* [Set of tasks]:
(a) Please copy everything from "Anthony Johnson (born" down to "and 11 touchdowns." in the Anthony Johnson biography below.
(b) According to the Anthony Johnson biography below, which high school did he attend?
(c) Write the next part of the Anthony Johnson biography below, picking up after its final sentence.

* [Page excerpt]:
****************************************
Anthony Johnson (born January 29, 1995) is an American football wide receiver for the Hamilton Tiger-Cats of the Canadian Football League (CFL). He played college football at Buffalo. He has also been a member of the Tampa Bay Buccaneers, Los Angeles Chargers and Pittsburgh Steelers.

Early years and college career
Johnson attended South Pointe High School in Rock Hill, South Carolina. He attended Butler Community College in 2014 and Iowa Western Community College in 2015. He transferred to the University at Buffalo in 2016 and redshirted his first year. In 2017, he started all 12 games and had 76 receptions for 1,356 yards and a school record 14 touchdowns. In 2018, he started all 13 games and had 57 receptions for 1,011 yards and 11 touchdowns.
****************************************
* [Material provided]:
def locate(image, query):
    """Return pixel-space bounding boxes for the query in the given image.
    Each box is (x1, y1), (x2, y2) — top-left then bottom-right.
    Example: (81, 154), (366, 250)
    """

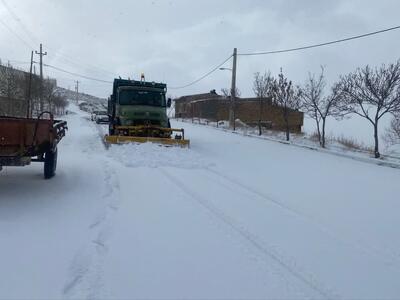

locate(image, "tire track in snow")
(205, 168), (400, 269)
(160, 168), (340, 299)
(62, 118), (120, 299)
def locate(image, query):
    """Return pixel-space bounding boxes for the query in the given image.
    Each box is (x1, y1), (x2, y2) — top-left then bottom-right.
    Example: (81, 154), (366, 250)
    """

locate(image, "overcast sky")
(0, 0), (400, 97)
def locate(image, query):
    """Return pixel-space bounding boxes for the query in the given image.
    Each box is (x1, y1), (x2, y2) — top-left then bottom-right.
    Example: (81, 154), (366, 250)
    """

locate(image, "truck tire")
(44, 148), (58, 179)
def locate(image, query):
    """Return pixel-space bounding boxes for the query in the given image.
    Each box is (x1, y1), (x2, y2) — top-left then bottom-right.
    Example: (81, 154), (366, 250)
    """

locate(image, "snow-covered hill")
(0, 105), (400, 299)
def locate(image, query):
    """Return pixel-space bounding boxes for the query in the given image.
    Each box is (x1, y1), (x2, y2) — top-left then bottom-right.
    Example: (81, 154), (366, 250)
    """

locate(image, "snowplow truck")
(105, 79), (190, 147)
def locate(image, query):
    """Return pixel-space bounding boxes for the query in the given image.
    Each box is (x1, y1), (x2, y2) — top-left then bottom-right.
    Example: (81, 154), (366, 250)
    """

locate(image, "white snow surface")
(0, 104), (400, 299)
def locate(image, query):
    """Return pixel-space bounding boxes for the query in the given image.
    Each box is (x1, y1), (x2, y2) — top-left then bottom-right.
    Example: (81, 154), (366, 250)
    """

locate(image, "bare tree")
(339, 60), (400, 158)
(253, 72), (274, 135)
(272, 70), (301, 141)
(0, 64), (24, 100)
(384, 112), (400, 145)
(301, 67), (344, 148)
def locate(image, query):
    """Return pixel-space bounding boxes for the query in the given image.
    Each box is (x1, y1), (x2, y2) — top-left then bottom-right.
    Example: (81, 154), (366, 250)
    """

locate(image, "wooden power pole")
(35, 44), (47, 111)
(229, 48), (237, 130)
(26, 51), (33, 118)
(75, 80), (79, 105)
****************************************
* [Responses to the exercise]:
(a)
Anthony Johnson (born January 29, 1995) is an American football wide receiver for the Hamilton Tiger-Cats of the Canadian Football League (CFL). He played college football at Buffalo. He has also been a member of the Tampa Bay Buccaneers, Los Angeles Chargers and Pittsburgh Steelers.

Early years and college career
Johnson attended South Pointe High School in Rock Hill, South Carolina. He attended Butler Community College in 2014 and Iowa Western Community College in 2015. He transferred to the University at Buffalo in 2016 and redshirted his first year. In 2017, he started all 12 games and had 76 receptions for 1,356 yards and a school record 14 touchdowns. In 2018, he started all 13 games and had 57 receptions for 1,011 yards and 11 touchdowns.

(b) South Pointe High School in Rock Hill, South Carolina.

(c)
Professional career

Tampa Bay Buccaneers
Johnson signed with the Tampa Bay Buccaneers as an undrafted free agent following the 2019 NFL Draft. He was one of five undrafted free agents from Buffalo to sign with teams after the draft, including quarterback Tyree Jackson. He was waived during final roster cuts on August 30, 2019.

Los Angeles Chargers
On September 11, 2019, Johnson was signed to the Los Angeles Chargers practice squad. His practice squad contract with the team expired on January 6, 2020.

Pittsburgh Steelers
On January 8, 2020, Johnson signed a reserve/future contract with the Pittsburgh Steelers. He was waived/injured on August 27, 2020, and subsequently reverted to the team's injured reserve list the next day. He was waived with an injury settlement on September 4, 2020. The Steelers signed Johnson to their practice squad on October 26, 2020. On January 14, 2021, Johnson signed a reserve/futures contract with the Steelers. He was waived on August 28, 2021.

Hamilton Tiger-Cats 
On April 20, 2022 it was announced that Johnson had signed with the Hamilton Tiger-Cats of the Canadian Football League (CFL).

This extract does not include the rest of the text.